● **Work to complete**
Please report how many lines in the records below contain the word "wheel", giving only that number.

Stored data

::::::::::

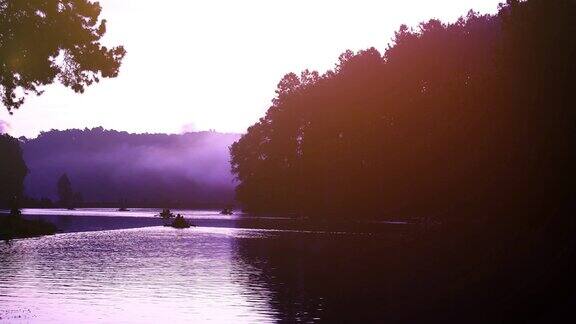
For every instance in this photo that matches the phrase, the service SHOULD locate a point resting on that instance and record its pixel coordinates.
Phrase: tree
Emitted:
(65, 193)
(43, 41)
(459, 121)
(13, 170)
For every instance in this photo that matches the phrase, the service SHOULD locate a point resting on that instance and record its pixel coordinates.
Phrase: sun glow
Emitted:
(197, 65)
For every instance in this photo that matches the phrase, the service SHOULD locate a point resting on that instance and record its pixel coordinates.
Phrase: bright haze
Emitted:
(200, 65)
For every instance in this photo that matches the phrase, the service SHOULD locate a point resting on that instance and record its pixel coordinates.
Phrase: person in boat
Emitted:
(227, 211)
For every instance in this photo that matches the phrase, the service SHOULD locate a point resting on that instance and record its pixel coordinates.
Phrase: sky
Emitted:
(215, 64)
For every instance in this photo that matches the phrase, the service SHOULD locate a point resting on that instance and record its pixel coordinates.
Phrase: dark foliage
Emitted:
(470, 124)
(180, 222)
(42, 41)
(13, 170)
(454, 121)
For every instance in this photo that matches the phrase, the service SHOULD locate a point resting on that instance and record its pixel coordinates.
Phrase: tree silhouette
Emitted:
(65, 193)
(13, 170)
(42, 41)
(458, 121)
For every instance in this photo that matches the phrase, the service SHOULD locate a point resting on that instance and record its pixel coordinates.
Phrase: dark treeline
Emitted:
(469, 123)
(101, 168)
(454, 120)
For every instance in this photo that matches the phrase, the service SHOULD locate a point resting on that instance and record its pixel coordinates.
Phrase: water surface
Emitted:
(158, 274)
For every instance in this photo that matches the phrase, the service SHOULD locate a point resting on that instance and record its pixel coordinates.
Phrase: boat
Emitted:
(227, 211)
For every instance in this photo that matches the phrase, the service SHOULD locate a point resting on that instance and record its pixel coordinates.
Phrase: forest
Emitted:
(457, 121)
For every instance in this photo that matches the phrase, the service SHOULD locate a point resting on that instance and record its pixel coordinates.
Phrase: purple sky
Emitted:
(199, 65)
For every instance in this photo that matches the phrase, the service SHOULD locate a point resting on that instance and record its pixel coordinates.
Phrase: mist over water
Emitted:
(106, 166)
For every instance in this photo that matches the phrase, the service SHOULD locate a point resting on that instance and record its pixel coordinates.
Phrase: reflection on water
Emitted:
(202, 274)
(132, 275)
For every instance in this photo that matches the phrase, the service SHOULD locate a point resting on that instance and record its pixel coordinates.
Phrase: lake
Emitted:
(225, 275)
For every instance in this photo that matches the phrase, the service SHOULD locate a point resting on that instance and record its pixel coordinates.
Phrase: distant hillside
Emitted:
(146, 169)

::::::::::

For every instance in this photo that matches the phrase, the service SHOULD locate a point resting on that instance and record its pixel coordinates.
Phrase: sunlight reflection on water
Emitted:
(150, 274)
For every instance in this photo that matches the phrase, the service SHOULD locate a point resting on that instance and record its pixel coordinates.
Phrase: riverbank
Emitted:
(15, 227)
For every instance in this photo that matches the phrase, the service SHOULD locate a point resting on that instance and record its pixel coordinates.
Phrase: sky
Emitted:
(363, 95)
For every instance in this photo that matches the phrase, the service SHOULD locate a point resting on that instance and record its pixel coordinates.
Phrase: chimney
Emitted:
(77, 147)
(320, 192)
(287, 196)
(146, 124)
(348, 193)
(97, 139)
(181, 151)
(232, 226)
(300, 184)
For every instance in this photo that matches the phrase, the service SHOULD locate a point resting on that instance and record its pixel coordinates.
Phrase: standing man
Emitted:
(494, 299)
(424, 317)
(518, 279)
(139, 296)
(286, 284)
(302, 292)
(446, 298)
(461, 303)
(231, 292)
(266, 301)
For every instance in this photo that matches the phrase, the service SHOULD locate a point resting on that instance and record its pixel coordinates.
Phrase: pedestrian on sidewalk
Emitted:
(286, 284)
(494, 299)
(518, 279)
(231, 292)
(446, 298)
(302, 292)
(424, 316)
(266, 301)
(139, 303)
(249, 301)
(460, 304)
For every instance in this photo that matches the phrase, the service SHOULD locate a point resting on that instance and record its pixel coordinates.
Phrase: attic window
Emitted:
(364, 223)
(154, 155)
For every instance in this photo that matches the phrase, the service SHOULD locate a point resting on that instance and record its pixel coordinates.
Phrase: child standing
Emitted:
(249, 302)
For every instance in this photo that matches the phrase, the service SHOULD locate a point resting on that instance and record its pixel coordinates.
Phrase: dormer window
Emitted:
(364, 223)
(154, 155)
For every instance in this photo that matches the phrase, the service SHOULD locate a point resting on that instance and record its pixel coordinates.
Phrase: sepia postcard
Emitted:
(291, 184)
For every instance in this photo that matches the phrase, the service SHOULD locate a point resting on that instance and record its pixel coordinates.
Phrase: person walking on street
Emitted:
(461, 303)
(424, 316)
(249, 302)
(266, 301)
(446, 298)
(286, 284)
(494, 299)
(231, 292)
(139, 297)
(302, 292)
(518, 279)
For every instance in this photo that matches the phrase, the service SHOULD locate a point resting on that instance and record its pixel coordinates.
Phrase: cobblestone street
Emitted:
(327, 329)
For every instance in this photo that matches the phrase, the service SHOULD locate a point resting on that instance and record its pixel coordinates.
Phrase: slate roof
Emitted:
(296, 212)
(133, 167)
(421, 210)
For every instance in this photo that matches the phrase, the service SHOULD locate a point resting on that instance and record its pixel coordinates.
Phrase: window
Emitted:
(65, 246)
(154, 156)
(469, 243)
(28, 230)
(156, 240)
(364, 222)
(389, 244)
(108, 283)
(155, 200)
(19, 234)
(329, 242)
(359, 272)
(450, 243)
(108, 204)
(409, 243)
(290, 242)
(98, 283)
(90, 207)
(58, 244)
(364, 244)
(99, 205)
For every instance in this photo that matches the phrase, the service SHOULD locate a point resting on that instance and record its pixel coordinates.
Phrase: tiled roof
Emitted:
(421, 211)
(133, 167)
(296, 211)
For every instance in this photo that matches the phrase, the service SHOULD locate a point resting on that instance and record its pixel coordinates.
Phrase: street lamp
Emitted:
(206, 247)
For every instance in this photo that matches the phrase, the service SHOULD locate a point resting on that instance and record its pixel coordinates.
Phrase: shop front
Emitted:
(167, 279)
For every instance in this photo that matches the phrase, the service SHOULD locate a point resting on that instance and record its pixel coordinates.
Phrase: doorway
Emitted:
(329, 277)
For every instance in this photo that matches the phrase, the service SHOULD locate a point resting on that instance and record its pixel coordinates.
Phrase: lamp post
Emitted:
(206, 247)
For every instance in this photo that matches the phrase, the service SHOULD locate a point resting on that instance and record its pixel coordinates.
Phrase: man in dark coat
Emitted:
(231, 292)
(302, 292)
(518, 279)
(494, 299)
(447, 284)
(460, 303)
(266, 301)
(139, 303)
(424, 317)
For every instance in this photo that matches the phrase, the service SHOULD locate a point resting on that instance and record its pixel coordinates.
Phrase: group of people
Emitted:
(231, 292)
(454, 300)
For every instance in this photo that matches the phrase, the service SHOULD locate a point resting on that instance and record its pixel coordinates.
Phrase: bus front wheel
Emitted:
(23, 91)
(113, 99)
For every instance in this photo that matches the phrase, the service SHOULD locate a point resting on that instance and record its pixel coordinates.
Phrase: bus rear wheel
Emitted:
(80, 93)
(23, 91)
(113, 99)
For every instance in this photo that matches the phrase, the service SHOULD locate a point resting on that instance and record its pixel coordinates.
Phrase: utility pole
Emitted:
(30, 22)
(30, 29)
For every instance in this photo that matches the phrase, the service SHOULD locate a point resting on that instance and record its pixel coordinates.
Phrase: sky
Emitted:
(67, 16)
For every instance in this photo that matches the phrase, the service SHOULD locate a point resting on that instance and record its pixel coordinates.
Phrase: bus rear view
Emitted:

::::::::::

● **Result of this exercise**
2